Point labeling data based on photos
_ _ _

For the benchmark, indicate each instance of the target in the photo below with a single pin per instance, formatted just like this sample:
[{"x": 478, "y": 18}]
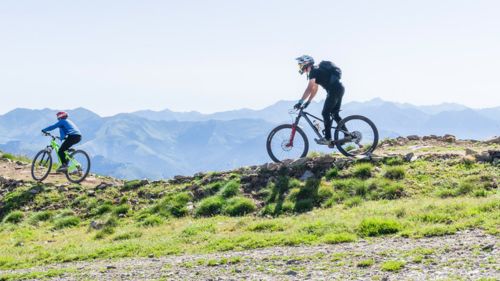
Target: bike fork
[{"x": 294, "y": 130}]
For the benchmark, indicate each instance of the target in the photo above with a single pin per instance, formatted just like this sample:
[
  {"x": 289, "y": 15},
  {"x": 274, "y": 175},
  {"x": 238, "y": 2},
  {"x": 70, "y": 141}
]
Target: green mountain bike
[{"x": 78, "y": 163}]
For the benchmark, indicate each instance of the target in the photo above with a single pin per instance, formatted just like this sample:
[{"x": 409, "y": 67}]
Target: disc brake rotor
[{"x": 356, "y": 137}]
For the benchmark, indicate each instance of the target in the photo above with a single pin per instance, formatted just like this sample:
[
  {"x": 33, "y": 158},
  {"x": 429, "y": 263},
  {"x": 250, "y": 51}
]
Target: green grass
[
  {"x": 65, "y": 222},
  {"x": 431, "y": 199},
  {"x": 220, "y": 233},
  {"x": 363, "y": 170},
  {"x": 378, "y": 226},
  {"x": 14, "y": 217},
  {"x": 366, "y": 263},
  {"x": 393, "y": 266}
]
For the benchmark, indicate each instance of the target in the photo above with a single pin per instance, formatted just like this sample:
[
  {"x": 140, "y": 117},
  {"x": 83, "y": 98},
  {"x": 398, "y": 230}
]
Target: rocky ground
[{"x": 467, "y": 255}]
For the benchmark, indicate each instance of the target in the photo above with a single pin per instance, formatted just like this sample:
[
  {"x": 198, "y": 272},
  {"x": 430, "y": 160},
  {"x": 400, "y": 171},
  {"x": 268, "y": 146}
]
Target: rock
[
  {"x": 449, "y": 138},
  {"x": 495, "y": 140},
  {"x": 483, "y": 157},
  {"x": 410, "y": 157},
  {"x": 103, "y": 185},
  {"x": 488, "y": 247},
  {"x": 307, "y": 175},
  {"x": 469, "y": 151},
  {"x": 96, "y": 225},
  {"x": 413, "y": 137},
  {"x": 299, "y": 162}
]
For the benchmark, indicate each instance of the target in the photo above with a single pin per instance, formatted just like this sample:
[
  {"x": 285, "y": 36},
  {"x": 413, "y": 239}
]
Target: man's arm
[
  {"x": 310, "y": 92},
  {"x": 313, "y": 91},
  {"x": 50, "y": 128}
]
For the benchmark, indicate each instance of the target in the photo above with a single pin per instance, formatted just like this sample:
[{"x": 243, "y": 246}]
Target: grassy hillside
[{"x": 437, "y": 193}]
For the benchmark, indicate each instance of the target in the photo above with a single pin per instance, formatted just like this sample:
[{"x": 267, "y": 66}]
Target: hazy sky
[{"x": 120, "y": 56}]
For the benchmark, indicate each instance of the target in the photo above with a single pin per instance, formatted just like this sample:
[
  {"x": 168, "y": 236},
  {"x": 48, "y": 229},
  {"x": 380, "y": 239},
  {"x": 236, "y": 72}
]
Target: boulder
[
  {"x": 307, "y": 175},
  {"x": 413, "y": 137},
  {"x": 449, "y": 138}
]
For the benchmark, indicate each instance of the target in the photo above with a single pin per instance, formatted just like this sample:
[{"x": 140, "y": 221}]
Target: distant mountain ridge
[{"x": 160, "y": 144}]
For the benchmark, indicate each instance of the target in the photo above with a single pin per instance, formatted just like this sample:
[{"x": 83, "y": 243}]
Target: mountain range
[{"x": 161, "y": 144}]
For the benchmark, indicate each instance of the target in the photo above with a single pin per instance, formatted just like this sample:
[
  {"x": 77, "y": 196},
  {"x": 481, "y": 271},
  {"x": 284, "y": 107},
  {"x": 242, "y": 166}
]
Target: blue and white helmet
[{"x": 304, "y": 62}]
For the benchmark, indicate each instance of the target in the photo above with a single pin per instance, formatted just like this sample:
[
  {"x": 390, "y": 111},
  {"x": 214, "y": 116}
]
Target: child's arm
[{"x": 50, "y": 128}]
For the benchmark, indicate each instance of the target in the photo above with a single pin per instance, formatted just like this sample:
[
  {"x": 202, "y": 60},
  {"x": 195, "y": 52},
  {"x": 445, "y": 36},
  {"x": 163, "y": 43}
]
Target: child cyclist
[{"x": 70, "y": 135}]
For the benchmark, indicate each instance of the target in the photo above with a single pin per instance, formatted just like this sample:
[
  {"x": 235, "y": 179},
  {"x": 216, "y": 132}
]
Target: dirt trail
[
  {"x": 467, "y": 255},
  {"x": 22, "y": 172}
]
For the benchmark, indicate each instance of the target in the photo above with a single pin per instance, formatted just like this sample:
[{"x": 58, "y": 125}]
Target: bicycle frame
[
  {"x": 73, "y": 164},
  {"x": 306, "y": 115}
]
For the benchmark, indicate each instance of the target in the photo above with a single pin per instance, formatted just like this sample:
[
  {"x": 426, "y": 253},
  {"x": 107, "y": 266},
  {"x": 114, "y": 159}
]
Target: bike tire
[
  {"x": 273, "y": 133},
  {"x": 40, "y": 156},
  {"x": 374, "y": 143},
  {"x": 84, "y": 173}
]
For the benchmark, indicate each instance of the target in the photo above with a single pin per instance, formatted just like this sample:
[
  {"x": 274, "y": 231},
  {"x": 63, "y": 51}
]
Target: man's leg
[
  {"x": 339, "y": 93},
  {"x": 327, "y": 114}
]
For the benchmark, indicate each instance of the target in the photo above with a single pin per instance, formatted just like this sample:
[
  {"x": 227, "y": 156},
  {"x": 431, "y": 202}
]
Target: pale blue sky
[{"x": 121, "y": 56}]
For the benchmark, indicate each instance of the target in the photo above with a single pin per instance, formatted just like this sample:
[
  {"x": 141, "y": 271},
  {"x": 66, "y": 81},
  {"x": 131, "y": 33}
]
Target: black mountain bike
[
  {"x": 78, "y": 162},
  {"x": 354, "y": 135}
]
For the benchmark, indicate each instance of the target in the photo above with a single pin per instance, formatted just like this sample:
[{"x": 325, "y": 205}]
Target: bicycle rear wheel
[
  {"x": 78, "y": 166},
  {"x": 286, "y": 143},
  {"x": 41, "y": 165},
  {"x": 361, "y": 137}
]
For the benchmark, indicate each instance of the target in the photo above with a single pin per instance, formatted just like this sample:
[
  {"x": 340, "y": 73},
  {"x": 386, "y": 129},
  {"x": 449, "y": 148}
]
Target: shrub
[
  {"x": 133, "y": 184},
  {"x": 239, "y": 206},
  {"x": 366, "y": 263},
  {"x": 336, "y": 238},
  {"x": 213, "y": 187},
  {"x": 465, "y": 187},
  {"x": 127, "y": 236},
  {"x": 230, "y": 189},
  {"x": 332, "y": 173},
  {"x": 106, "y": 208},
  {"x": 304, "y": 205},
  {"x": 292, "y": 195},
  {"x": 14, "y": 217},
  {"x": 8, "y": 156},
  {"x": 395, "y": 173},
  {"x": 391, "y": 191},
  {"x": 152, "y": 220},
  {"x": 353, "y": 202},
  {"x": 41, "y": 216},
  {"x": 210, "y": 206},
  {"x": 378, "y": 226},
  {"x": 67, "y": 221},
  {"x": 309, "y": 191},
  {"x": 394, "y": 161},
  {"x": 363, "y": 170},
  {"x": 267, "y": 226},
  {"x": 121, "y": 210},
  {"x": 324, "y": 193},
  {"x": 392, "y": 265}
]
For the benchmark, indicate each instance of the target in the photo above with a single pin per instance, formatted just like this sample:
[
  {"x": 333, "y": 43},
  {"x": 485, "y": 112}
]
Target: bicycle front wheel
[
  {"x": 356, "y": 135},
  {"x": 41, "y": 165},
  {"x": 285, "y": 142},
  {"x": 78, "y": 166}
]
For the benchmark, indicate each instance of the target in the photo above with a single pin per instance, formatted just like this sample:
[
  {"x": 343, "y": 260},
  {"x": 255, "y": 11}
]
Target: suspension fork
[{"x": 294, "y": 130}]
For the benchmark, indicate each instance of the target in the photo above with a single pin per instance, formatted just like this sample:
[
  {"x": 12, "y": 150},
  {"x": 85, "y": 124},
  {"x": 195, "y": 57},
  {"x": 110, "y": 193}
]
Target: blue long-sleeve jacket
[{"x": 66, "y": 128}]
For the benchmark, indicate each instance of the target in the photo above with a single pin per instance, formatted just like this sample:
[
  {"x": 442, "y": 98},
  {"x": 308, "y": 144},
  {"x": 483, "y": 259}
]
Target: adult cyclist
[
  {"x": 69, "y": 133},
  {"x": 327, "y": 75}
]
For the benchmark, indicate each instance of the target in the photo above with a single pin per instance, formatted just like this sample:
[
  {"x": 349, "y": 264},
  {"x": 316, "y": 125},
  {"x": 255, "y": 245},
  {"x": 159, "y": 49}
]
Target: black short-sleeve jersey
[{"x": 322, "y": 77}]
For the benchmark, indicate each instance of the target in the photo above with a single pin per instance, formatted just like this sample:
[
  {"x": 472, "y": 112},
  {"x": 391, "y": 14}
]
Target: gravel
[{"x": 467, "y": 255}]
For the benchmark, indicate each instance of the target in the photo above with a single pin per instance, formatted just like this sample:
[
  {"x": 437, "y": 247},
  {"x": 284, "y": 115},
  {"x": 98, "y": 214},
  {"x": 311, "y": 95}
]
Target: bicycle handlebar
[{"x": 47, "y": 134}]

_ _ _

- **Task prompt**: Please report every line above that contains the string "child", copying each such line in full. Case counts when matching.

- **Response**:
Target: child's arm
Target: child cyclist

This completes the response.